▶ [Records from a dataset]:

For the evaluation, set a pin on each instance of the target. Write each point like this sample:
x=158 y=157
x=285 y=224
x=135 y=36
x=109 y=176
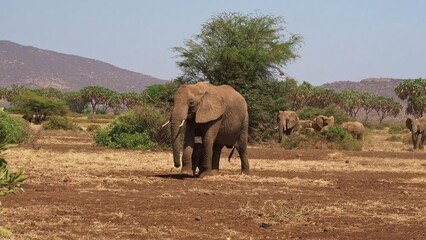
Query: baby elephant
x=356 y=129
x=198 y=155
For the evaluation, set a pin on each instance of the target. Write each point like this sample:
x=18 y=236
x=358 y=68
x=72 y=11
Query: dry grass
x=301 y=194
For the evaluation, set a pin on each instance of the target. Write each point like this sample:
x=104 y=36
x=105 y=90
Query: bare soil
x=75 y=190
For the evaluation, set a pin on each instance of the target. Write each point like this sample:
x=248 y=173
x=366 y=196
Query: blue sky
x=343 y=40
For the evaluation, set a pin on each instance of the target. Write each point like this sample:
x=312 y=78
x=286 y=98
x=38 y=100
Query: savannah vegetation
x=221 y=54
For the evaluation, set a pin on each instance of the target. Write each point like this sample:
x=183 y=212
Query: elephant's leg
x=197 y=157
x=217 y=149
x=414 y=140
x=188 y=148
x=241 y=147
x=419 y=141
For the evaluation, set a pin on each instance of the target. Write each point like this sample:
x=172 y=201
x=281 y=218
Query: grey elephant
x=322 y=123
x=288 y=123
x=198 y=155
x=418 y=131
x=217 y=114
x=305 y=123
x=355 y=128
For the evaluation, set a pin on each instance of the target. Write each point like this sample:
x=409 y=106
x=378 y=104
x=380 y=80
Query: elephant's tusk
x=165 y=124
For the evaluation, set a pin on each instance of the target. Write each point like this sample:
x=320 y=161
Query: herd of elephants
x=218 y=116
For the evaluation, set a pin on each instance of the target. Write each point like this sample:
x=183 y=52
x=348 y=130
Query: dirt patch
x=77 y=191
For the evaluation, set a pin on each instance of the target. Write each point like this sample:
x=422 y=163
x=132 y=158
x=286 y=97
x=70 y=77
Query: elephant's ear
x=293 y=120
x=320 y=121
x=409 y=123
x=330 y=120
x=211 y=108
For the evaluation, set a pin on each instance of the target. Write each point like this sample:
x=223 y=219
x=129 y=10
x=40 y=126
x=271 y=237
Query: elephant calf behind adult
x=418 y=131
x=218 y=114
x=288 y=123
x=322 y=123
x=356 y=129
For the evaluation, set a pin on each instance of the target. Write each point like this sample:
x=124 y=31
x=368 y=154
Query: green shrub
x=63 y=123
x=295 y=141
x=135 y=129
x=335 y=134
x=310 y=113
x=13 y=130
x=397 y=129
x=394 y=138
x=92 y=127
x=349 y=143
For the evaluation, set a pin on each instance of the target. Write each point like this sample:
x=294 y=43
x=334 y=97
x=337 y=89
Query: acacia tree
x=96 y=96
x=413 y=91
x=238 y=50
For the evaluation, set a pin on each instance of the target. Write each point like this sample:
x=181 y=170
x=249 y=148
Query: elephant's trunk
x=281 y=129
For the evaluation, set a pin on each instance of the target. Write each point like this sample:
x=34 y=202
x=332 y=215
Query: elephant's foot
x=209 y=173
x=186 y=172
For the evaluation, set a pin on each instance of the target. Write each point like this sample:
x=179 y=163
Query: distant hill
x=37 y=68
x=380 y=86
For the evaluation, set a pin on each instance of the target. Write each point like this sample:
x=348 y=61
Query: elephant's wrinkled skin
x=322 y=123
x=418 y=131
x=218 y=114
x=288 y=123
x=356 y=129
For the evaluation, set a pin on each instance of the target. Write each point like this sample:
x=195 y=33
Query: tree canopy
x=237 y=50
x=414 y=91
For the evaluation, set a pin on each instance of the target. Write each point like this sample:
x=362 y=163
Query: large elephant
x=356 y=129
x=322 y=123
x=218 y=114
x=288 y=123
x=418 y=131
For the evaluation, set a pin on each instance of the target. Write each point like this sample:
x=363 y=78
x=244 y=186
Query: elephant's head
x=287 y=121
x=412 y=124
x=321 y=121
x=197 y=103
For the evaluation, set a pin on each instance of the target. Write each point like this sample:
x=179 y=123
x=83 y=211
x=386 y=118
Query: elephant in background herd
x=356 y=129
x=219 y=116
x=288 y=123
x=418 y=131
x=322 y=123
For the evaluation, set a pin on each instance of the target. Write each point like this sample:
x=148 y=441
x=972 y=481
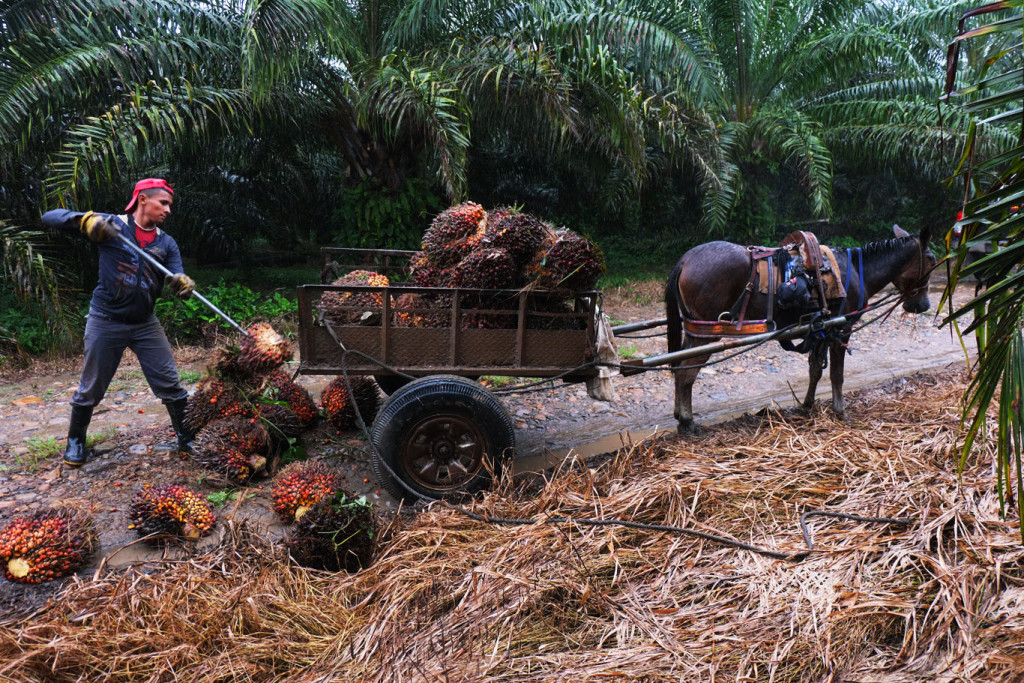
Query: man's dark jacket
x=128 y=286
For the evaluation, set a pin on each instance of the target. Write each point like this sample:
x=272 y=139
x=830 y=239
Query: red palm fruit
x=46 y=545
x=454 y=233
x=212 y=399
x=236 y=447
x=420 y=310
x=339 y=406
x=279 y=386
x=566 y=261
x=300 y=486
x=280 y=420
x=425 y=273
x=336 y=534
x=518 y=233
x=349 y=307
x=171 y=510
x=486 y=269
x=262 y=349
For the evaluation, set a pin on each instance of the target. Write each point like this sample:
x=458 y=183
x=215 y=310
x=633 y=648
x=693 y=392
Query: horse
x=711 y=278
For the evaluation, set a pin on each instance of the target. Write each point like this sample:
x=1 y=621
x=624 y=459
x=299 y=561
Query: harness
x=800 y=261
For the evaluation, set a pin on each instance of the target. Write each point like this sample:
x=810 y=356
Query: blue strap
x=860 y=271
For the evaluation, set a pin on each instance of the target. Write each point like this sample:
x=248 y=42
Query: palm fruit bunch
x=280 y=387
x=171 y=510
x=281 y=421
x=425 y=273
x=236 y=447
x=300 y=486
x=454 y=233
x=336 y=534
x=346 y=307
x=566 y=321
x=421 y=310
x=214 y=398
x=566 y=260
x=340 y=408
x=518 y=233
x=46 y=545
x=486 y=269
x=262 y=349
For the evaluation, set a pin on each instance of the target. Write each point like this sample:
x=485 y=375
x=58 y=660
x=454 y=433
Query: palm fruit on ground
x=486 y=269
x=519 y=233
x=212 y=399
x=425 y=273
x=262 y=348
x=300 y=486
x=336 y=534
x=421 y=310
x=172 y=510
x=454 y=233
x=339 y=406
x=237 y=447
x=280 y=420
x=46 y=545
x=566 y=260
x=279 y=386
x=338 y=306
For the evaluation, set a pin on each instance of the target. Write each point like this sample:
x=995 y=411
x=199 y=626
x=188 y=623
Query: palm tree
x=994 y=194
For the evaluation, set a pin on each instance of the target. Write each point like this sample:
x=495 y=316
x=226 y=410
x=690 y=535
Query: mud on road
x=549 y=424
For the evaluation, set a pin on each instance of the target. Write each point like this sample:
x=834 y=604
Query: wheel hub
x=443 y=452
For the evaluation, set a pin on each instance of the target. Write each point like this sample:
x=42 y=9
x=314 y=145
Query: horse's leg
x=685 y=376
x=814 y=361
x=837 y=356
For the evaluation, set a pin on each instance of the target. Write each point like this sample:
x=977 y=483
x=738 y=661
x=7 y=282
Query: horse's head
x=911 y=282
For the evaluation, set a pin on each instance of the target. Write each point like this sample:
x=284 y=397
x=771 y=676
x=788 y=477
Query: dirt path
x=34 y=421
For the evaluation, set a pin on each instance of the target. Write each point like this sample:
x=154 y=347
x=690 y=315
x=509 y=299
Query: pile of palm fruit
x=170 y=511
x=46 y=545
x=300 y=486
x=468 y=248
x=340 y=406
x=245 y=408
x=337 y=532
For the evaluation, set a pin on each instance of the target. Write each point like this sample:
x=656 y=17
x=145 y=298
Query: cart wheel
x=390 y=383
x=440 y=435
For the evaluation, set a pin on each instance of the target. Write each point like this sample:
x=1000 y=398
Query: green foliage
x=40 y=451
x=190 y=322
x=375 y=217
x=219 y=499
x=990 y=55
x=22 y=325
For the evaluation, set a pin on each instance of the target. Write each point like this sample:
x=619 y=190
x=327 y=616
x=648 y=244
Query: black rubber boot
x=75 y=453
x=176 y=410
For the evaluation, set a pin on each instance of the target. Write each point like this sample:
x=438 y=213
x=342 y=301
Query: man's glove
x=97 y=227
x=181 y=285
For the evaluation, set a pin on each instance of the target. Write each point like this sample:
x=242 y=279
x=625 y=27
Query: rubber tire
x=390 y=383
x=418 y=401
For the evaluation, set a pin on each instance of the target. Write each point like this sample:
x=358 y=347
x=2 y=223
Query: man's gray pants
x=105 y=342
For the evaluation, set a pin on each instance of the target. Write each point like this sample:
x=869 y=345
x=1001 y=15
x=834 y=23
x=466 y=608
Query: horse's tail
x=674 y=308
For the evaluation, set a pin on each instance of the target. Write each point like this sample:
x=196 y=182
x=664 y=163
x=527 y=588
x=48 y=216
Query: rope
x=590 y=521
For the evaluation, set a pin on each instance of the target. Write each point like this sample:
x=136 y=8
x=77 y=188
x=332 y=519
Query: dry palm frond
x=451 y=598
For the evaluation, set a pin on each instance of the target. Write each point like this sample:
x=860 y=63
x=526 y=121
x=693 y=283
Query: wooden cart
x=440 y=432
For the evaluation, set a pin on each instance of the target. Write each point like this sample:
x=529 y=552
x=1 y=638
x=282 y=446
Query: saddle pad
x=833 y=283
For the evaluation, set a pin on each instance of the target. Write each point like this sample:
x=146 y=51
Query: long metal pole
x=627 y=367
x=160 y=266
x=636 y=327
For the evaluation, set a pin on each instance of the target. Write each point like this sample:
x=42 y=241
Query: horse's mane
x=885 y=247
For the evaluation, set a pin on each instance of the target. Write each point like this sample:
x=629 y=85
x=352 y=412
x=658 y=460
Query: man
x=121 y=310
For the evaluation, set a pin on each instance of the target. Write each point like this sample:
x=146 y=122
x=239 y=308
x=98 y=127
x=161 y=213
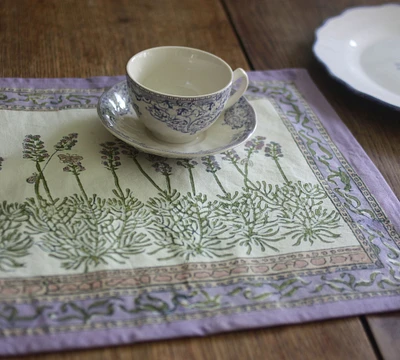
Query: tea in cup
x=179 y=92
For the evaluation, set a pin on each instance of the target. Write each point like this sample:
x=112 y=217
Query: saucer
x=361 y=47
x=233 y=127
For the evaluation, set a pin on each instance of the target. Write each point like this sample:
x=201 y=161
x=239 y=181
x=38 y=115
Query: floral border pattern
x=195 y=301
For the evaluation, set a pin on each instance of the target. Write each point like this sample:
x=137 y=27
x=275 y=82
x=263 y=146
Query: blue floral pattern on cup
x=187 y=116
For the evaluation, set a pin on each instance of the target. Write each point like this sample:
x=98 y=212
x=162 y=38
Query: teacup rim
x=186 y=97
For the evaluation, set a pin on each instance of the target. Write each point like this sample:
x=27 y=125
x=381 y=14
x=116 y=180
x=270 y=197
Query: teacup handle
x=238 y=74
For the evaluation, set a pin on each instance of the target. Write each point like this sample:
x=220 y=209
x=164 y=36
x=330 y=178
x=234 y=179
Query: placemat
x=103 y=245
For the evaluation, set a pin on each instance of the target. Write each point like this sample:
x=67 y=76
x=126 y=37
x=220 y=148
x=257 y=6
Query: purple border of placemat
x=346 y=144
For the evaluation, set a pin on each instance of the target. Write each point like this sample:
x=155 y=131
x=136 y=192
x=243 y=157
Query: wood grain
x=328 y=340
x=71 y=38
x=82 y=38
x=386 y=331
x=281 y=34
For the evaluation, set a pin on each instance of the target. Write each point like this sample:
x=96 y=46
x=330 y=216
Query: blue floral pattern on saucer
x=233 y=127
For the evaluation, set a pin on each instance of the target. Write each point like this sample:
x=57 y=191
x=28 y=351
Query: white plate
x=361 y=47
x=232 y=128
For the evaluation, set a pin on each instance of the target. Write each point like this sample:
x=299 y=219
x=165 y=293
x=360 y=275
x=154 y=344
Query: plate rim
x=347 y=84
x=173 y=154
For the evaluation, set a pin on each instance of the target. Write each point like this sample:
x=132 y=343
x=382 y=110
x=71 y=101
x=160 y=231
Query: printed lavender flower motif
x=163 y=168
x=211 y=164
x=273 y=150
x=73 y=162
x=110 y=155
x=160 y=164
x=155 y=158
x=33 y=148
x=67 y=142
x=32 y=179
x=231 y=155
x=128 y=150
x=187 y=163
x=255 y=144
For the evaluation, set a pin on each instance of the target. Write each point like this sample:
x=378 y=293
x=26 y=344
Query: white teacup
x=179 y=92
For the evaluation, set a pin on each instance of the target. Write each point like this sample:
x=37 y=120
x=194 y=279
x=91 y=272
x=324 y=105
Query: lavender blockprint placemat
x=103 y=245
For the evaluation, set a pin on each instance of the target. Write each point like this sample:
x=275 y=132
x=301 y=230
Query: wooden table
x=81 y=38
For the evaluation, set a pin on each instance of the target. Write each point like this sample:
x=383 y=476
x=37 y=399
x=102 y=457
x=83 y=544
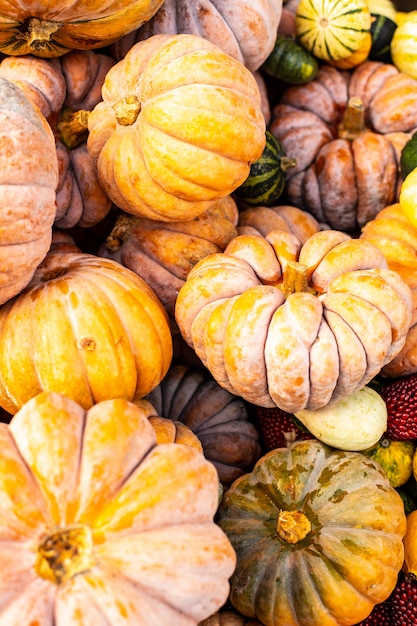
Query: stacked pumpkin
x=133 y=369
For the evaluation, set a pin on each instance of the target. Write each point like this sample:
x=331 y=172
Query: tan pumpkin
x=84 y=72
x=318 y=536
x=107 y=526
x=220 y=420
x=396 y=237
x=338 y=127
x=86 y=327
x=41 y=80
x=244 y=29
x=28 y=182
x=54 y=85
x=163 y=253
x=178 y=128
x=48 y=30
x=80 y=198
x=294 y=326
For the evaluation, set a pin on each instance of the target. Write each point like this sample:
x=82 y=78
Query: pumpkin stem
x=38 y=32
x=287 y=163
x=353 y=123
x=293 y=526
x=72 y=127
x=295 y=278
x=127 y=110
x=64 y=553
x=120 y=232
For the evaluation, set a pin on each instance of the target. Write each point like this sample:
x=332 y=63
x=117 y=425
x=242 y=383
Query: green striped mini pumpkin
x=266 y=180
x=332 y=29
x=290 y=62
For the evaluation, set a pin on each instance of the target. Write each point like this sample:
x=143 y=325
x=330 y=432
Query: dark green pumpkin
x=382 y=30
x=408 y=159
x=266 y=180
x=317 y=534
x=290 y=62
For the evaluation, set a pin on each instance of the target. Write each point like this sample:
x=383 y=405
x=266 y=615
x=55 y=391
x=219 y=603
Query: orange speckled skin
x=301 y=350
x=158 y=557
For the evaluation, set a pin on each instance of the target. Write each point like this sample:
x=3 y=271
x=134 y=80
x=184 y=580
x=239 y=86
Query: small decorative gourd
x=107 y=526
x=49 y=30
x=318 y=536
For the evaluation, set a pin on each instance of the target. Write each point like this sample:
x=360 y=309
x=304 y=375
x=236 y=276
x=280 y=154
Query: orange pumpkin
x=107 y=526
x=178 y=128
x=244 y=29
x=294 y=326
x=47 y=29
x=86 y=327
x=28 y=182
x=396 y=237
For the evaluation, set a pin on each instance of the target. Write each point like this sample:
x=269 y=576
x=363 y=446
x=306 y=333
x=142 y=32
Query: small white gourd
x=355 y=423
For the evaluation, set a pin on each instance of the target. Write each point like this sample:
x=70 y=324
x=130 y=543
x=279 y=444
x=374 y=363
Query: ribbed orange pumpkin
x=86 y=327
x=50 y=29
x=28 y=182
x=101 y=525
x=219 y=419
x=294 y=326
x=178 y=128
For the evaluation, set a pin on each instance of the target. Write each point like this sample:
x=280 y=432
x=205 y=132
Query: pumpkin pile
x=208 y=313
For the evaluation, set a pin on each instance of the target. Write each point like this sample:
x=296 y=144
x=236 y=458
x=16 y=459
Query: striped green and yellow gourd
x=332 y=29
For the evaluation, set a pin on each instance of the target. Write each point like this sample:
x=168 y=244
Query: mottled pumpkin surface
x=102 y=525
x=318 y=536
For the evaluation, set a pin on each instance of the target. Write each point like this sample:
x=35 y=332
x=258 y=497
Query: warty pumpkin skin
x=106 y=527
x=178 y=128
x=294 y=326
x=28 y=182
x=49 y=30
x=86 y=327
x=338 y=127
x=244 y=29
x=318 y=537
x=162 y=253
x=220 y=420
x=228 y=617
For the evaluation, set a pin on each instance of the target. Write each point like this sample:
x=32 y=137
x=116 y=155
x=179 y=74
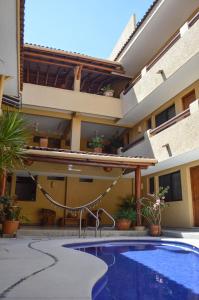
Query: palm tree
x=13 y=136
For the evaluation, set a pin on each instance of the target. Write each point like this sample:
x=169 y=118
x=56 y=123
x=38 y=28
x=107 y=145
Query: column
x=138 y=195
x=75 y=133
x=77 y=78
x=2 y=77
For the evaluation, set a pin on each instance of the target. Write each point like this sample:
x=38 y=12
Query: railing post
x=138 y=195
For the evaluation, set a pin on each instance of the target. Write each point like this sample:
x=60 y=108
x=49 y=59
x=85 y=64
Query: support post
x=77 y=78
x=138 y=195
x=2 y=78
x=75 y=133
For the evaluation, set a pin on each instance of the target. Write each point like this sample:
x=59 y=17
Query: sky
x=89 y=27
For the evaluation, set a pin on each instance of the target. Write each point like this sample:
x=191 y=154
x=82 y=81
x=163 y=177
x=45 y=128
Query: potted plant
x=108 y=90
x=124 y=219
x=116 y=141
x=97 y=143
x=13 y=137
x=10 y=214
x=43 y=142
x=126 y=214
x=152 y=208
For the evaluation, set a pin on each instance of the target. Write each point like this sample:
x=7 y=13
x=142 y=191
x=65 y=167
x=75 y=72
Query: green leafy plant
x=128 y=203
x=97 y=141
x=9 y=210
x=126 y=214
x=106 y=88
x=13 y=137
x=153 y=206
x=116 y=141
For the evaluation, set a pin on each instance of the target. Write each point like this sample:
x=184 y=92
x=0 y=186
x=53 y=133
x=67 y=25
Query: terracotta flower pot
x=10 y=227
x=123 y=224
x=155 y=230
x=43 y=142
x=98 y=149
x=109 y=93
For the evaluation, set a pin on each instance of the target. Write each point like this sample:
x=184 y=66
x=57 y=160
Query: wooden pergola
x=67 y=157
x=58 y=68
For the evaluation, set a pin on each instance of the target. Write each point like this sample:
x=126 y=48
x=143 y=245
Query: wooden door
x=195 y=193
x=188 y=99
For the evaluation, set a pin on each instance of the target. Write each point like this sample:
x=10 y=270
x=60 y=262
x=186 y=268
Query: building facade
x=154 y=113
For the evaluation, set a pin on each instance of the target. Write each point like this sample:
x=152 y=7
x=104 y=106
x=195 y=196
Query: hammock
x=77 y=208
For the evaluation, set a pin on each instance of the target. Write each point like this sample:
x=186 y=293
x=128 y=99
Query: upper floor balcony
x=173 y=68
x=176 y=138
x=65 y=81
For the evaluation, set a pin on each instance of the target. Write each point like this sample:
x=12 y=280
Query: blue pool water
x=146 y=270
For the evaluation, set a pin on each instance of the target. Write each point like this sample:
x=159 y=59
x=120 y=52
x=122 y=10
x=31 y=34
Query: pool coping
x=84 y=269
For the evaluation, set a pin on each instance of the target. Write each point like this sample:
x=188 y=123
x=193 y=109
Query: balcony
x=44 y=97
x=169 y=72
x=174 y=138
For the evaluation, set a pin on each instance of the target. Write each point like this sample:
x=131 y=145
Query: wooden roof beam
x=77 y=63
x=71 y=67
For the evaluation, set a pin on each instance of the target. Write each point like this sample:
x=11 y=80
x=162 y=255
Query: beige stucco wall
x=66 y=100
x=177 y=100
x=181 y=137
x=1 y=89
x=178 y=213
x=185 y=49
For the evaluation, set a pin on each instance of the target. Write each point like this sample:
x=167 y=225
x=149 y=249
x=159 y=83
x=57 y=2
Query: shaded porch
x=109 y=162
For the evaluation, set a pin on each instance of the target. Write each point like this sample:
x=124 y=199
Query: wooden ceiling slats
x=71 y=61
x=93 y=74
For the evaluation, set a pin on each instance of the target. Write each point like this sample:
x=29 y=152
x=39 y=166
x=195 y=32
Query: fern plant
x=13 y=137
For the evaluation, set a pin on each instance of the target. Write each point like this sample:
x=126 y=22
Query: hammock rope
x=90 y=204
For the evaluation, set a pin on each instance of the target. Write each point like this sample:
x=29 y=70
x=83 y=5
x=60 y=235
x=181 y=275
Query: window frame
x=34 y=190
x=166 y=112
x=171 y=186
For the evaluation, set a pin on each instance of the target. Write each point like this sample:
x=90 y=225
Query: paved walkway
x=43 y=269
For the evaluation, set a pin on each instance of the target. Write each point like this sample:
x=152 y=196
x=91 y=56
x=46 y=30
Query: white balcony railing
x=161 y=53
x=172 y=138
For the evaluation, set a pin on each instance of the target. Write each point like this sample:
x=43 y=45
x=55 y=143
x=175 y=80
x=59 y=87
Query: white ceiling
x=165 y=20
x=9 y=45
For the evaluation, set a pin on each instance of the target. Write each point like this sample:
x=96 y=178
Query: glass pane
x=176 y=187
x=151 y=185
x=171 y=112
x=165 y=181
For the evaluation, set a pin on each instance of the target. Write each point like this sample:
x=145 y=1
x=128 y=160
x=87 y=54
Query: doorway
x=195 y=193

▶ [Required task]: Filter the records above down to every line containing the string "herd", matching case exactly, and copy those lines out.

▶ [Worked solution]:
Query: herd of elephants
Query: elephant in background herd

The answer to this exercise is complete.